- Data for this exercise:
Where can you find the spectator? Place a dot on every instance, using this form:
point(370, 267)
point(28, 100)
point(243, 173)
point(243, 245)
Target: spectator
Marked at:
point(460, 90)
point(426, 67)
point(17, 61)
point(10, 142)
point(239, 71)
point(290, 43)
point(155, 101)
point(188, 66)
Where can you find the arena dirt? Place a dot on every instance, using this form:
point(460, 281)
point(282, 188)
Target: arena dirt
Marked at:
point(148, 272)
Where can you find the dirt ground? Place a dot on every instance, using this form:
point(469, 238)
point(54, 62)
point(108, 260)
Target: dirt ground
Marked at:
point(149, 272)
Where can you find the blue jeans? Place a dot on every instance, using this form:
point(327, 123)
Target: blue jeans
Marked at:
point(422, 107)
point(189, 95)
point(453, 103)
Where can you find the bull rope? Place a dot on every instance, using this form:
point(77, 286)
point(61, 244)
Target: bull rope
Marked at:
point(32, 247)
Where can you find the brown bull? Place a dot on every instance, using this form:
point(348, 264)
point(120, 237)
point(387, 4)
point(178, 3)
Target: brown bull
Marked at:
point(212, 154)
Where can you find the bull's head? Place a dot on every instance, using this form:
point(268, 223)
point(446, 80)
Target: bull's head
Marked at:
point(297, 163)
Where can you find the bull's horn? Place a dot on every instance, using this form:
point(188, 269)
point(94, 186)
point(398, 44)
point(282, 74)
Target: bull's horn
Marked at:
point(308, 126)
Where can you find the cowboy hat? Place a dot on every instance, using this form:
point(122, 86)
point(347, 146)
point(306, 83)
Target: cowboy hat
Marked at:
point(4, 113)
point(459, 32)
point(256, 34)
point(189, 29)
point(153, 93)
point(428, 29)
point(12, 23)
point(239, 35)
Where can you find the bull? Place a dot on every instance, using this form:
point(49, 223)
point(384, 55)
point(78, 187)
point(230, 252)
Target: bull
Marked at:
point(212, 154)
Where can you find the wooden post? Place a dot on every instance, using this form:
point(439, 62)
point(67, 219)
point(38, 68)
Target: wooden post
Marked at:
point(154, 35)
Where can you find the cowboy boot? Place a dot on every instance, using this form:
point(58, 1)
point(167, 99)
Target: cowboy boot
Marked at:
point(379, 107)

==

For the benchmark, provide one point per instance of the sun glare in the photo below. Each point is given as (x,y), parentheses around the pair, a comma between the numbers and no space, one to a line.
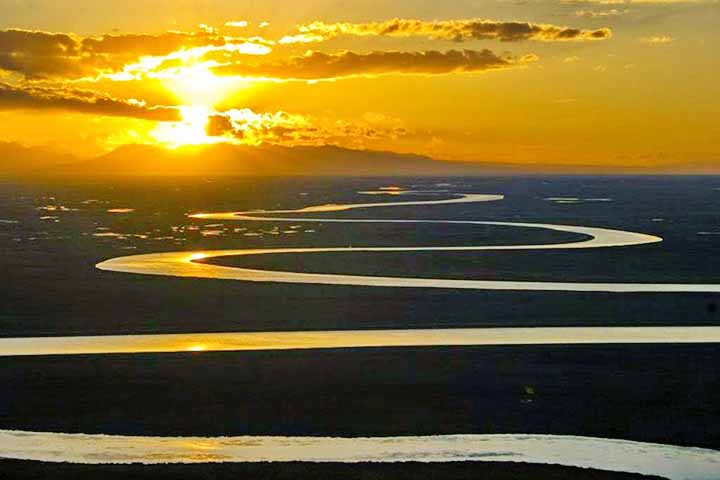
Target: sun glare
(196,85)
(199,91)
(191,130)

---

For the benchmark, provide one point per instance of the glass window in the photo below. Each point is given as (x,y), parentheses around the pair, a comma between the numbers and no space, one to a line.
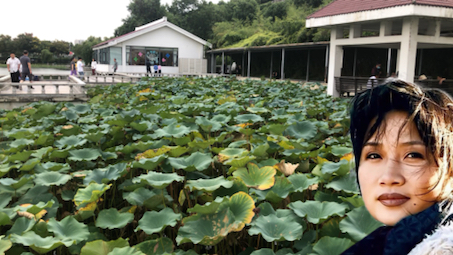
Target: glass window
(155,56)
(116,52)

- Work to do:
Find every line above that contains the string "glare" and copy each one. Uppercase and lowercase letters count as different.

- Answer:
For the benchmark, provide one point per instance of the sun glare in the photo below. Each point is given as (x,y), parentheses around the pair, a comma between the numbers and no space, one to a line.
Target: sun glare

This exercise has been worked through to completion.